What you have to do:
What the task requires is each entry, restated exactly.

Stored items from a collection:
· · · ·

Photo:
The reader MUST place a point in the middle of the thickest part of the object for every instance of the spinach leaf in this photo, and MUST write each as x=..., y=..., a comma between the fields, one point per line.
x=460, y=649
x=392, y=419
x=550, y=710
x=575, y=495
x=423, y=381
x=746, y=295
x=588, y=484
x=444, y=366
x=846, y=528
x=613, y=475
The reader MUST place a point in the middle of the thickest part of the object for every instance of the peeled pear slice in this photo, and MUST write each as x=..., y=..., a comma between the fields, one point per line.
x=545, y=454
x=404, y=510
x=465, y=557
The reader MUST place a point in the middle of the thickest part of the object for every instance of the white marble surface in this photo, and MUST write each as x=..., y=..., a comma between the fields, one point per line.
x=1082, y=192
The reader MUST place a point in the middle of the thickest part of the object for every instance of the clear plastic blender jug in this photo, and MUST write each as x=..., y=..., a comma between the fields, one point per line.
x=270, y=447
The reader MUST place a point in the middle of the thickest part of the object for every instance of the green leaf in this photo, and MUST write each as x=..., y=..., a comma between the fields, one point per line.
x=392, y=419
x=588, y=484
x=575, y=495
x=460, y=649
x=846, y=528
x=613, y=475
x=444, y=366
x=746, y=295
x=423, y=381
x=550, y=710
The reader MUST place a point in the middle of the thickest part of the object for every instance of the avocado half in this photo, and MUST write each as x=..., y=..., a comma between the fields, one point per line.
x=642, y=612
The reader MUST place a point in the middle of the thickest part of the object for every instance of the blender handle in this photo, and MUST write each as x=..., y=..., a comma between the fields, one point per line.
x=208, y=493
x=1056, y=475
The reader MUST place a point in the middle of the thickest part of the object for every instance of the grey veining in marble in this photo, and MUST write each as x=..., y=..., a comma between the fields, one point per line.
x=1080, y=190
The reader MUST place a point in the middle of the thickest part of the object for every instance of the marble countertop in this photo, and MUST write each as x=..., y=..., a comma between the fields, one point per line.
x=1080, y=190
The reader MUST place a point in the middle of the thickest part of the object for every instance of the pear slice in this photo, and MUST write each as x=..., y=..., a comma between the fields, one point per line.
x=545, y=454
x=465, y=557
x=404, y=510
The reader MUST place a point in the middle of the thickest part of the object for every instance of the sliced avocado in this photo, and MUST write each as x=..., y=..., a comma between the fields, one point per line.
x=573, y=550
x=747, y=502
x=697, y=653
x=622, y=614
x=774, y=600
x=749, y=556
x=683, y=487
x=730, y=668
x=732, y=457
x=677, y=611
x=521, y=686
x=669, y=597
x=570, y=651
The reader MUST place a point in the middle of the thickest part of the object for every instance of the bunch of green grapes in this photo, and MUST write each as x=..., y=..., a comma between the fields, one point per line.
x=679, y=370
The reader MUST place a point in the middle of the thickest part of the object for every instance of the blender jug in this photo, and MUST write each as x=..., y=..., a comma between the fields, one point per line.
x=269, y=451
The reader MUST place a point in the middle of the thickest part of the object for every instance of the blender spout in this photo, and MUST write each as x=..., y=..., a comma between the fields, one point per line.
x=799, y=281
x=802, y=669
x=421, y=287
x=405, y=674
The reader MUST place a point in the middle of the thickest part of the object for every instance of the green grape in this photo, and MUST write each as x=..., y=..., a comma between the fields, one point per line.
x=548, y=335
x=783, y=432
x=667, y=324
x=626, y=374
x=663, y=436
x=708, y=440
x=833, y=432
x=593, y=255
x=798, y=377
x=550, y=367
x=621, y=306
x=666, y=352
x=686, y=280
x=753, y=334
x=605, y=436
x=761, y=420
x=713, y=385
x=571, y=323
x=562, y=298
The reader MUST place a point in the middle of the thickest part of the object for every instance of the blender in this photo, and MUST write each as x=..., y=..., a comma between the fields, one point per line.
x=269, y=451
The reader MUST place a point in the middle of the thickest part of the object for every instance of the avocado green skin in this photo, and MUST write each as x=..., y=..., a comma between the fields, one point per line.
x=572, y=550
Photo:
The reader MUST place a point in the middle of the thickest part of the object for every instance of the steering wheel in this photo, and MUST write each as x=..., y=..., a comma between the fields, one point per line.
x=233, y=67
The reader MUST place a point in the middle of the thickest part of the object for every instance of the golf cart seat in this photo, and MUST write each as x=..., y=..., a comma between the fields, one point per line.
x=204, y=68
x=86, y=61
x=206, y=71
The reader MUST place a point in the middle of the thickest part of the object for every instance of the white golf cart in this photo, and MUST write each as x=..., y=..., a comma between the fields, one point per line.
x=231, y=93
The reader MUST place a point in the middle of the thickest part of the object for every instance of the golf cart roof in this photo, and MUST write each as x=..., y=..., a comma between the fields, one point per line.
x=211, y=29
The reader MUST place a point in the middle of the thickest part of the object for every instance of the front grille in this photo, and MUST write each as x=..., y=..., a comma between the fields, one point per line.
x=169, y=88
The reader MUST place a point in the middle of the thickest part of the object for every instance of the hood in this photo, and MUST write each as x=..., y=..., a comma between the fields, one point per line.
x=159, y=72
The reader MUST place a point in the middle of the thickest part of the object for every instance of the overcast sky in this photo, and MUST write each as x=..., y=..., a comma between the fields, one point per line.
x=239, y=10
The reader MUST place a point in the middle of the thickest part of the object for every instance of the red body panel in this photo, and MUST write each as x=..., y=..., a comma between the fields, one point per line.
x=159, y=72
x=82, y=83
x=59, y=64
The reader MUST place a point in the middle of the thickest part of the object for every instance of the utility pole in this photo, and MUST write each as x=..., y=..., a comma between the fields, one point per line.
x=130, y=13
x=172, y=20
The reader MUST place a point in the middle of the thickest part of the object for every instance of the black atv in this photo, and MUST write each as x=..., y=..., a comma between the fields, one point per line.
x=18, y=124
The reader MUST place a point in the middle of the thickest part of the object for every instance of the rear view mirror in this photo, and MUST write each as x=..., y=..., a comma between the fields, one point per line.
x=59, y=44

· · · ·

The completed task:
Photo:
The reader MUST place a point in the middle of the thickest part of the object for every instance of the spinach leaf in this photo, and MUST write each as x=..., y=..., a comma between the fields, one point per line.
x=460, y=649
x=392, y=419
x=550, y=710
x=575, y=495
x=423, y=381
x=746, y=295
x=588, y=484
x=444, y=366
x=846, y=528
x=613, y=475
The reader MUST place a point in the middle of the thickest part of the object for every instance of the peeled pear slice in this photo, and MUST write each as x=..., y=..., a comma between the fields, one point per line.
x=545, y=454
x=404, y=510
x=465, y=557
The reader MUST place a point in the middle of the thickest part of the object for every instance of the white marble surface in this photo, and MUST write each as x=..., y=..., a comma between the fields, one point per line.
x=1082, y=192
The reader MUST place a point in the middle of the thickest part of the object for every instance of the clear plastic blender jug in this photo, and MUST write each as x=..., y=..., a comma between the fields, one point per line.
x=270, y=447
The reader MUST place a point in the middle of the thickest part of the object for every instance of the green leaf in this photo, and MUST write each as x=..., y=..., a comma between the fields, one point per line.
x=392, y=419
x=588, y=484
x=575, y=495
x=460, y=649
x=846, y=528
x=613, y=475
x=444, y=366
x=746, y=295
x=423, y=381
x=550, y=710
The reader MUST place a point in the middle of the thickest part of the object for every instance of the avocado half in this photo, and MUST write each as x=..., y=..., a comma between the fields, one point per line.
x=642, y=612
The reader MUST place a point in the middle of the thickest part of the object for every instance of the blender handle in this photo, and MUST write each as x=..., y=..., a comma between the fields, one point per line.
x=208, y=493
x=1056, y=475
The reader MUST place a point in the middle of the thickest part of the object for every instance of the grey veining in marble in this photo, and MUST write each as x=..., y=..., a comma between the fields, one point per line.
x=1080, y=190
The reader MUST place a point in the middle of the thickest part of the object for every instance of the marble countertop in this photo, and MUST write each as x=..., y=..., a comma between the fields, one point per line.
x=1080, y=190
The reader MUST place a point in the middle of the thickest part of the object for every instance of the pear slice in this photo, and MUST write each as x=..., y=..., a comma between the fields, one point per line.
x=545, y=454
x=465, y=557
x=404, y=510
The reader MUST place a point in the middle of the thickest part of the object for every instance of the sliced avocado in this photo, and MUST write each as x=..., y=..., a comma between the fields, one point per line.
x=573, y=550
x=747, y=502
x=697, y=653
x=622, y=614
x=774, y=600
x=749, y=556
x=683, y=487
x=730, y=668
x=732, y=457
x=677, y=611
x=521, y=686
x=669, y=597
x=570, y=651
The reader MUST place a point in the middle of the thickest part of the object for every instance of the bunch of green grapes in this photo, and MUST write each as x=..., y=..., a comma between the fields, one point per line.
x=679, y=370
The reader MUST place a point in the middle of the thickest part of the object for every instance of the blender jug in this photo, and MUST write each as x=..., y=..., a comma between the fields, one point per line.
x=269, y=451
The reader MUST place a point in the middle of the thickest part of the object for every instance of the blender spout in this photo, and MUST write each as x=..., y=..., a comma between the fields, one point per line.
x=799, y=281
x=802, y=669
x=421, y=287
x=405, y=674
The reader MUST place a point in the middle of the thickest part of the object for every instance of the green grape in this photo, and MUST write each as x=..., y=..., a comma between the fields, one point per line.
x=548, y=335
x=783, y=432
x=667, y=324
x=626, y=374
x=663, y=436
x=708, y=440
x=833, y=432
x=593, y=255
x=798, y=377
x=550, y=367
x=621, y=306
x=666, y=352
x=686, y=280
x=753, y=334
x=605, y=436
x=761, y=420
x=713, y=385
x=571, y=323
x=562, y=298
The reader MUST place a point in the middle of the thickest part of the object for every instance of the blender in this photo, and MUST write each as x=..., y=..., a comma between the fields, one point per line.
x=269, y=451
The reader MUST place a point in the middle of the thickest part of the object for every instance of the avocado green skin in this photo, and MUST write each as x=..., y=..., a comma between the fields, one point per line.
x=572, y=550
Photo:
The reader MUST place a point in the middle of the thickest part of the object for every instance of the steering wheel in this photo, and MUST write each as x=..., y=..., a comma between the fields, one point per line.
x=233, y=67
The reader MUST place a point in the middle of the thickest part of the object for every instance of the golf cart seat in this photo, and MUST write each as x=..., y=..., a comma between the fields, one point per line.
x=204, y=68
x=86, y=61
x=206, y=71
The reader MUST place a point in the middle of the thickest part of the object for every instance of the white golf cart in this photo, and MUST write each as x=..., y=..., a comma between the fields, one point per line.
x=231, y=93
The reader MUST place a point in the middle of the thickest part of the object for every instance of the golf cart roof in this photo, and MUST write each as x=..., y=..., a comma between the fields, one point per line.
x=211, y=29
The reader MUST place a point in the middle of the thickest part of the object for every instance of the front grille in this photo, and MUST write each as x=..., y=..., a comma between the fields, one point per line.
x=169, y=88
The reader MUST place a point in the middle of the thickest part of the object for every instance of the hood in this photo, and MUST write each as x=..., y=..., a comma between the fields, one point per line.
x=159, y=72
The reader MUST place a point in the middle of the thickest part of the object for every instance of the overcast sky in this photo, and MUST write each as x=..., y=..., a comma between the fields, one point per line.
x=239, y=10
The reader MUST place a point in the middle of the thickest part of the object for every instance of the red body panel in this photo, and MUST write each as x=..., y=..., a comma between the fields, one point per line.
x=159, y=72
x=82, y=83
x=59, y=64
The reader MUST place a point in the middle of the thickest part of the object for every instance of the utility pole in this photo, and MUST write each as x=..., y=..., a comma between the fields, one point per line.
x=130, y=13
x=172, y=20
The reader MUST place a point in the middle of the thickest part of the object for every instance of the black atv in this photo, and MUST write each as x=..., y=..., a comma between the fields, one point per line.
x=18, y=124
The reader MUST place a point in the middle of the thickest part of the object for every instance of the rear view mirror in this photo, and MUST write each as x=..., y=..., a comma between the fields, one point per line.
x=59, y=44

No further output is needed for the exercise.